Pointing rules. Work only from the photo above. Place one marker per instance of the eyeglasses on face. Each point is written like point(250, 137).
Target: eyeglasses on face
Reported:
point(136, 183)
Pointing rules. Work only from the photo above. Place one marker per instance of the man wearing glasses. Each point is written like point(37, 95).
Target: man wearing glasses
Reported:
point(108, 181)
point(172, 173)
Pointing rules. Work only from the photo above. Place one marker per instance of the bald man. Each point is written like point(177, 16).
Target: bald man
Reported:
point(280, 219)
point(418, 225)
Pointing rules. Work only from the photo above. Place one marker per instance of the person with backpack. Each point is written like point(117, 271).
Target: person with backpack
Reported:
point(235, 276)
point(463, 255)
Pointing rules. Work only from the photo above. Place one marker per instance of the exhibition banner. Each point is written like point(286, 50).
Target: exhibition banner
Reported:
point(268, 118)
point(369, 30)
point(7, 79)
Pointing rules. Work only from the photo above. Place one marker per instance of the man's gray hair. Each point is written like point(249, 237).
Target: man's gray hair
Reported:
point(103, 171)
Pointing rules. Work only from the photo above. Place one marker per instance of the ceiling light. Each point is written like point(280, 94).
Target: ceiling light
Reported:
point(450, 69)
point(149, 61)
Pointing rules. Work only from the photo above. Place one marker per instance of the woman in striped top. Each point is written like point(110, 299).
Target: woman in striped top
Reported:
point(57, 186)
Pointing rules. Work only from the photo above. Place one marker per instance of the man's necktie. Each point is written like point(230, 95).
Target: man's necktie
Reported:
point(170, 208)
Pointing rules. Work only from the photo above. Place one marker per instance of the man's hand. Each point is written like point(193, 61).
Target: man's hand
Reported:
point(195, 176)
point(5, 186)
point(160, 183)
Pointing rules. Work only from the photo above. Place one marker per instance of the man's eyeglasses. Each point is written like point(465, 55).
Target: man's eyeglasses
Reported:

● Aim of the exercise
Copy out all of the material above, replacing each "Reported" with "Marked" and keeping everything else the same.

● Solved exercise
Pointing rules. Work only from the photo above. Place one marker per instance of the eyeglasses on face. Each point is written like point(250, 137).
Target: eyeglasses on face
Marked:
point(136, 183)
Pointing rules. Work only from the photo above. Place one marker per instance of the man wearing glasses. Each point is written like point(37, 95).
Target: man wearing glasses
Marked:
point(108, 181)
point(172, 173)
Pointing rules. Work only from the photo above. Place one marker per instance of the bald man. Each point is written like point(177, 16).
Target: bald man
Marked:
point(280, 219)
point(418, 225)
Pointing rules. Work only from the photo above. Place one marker per instance of the person with backpack. Each point is written like point(117, 271).
Target: person with backpack
Marked:
point(235, 276)
point(463, 255)
Pointing rules. Work only from the photo above. Place one marker per instance of the exhibition banner. Each point is written like point(286, 50).
Target: exhibition banner
Marked:
point(268, 118)
point(369, 30)
point(7, 79)
Pointing rules. Work only from the photo above. Place one marker per instance of the man's gray hair. Each point is written like point(249, 237).
Target: man's gray hair
Marked:
point(103, 171)
Pointing rules. Work only from the photo above. Place one marker per instance of the ceiling light. Each point is written like point(280, 94).
Target: ceiling light
Marked:
point(450, 69)
point(149, 61)
Pointing rules. Work only from the photo above. Place one marker per instance of the woman in striped top. Each point is written like point(110, 299).
Target: woman in striped top
Marked:
point(57, 186)
Pointing rules. Work only from the photo above. Place one marker per instance of the man's necktie. Each point is written like point(230, 95).
Target: man's necktie
Marked:
point(170, 208)
Pointing rules. Work only from the photo above. Place one marker per instance of the man's hand. Each point is written like point(193, 61).
Target: man's hand
Marked:
point(195, 176)
point(5, 186)
point(160, 183)
Pointing rules. Work only from the photo above. Place one marker per instance of the man's eyeglasses. Each point is written like point(465, 55).
Target: man's eyeglasses
Marked:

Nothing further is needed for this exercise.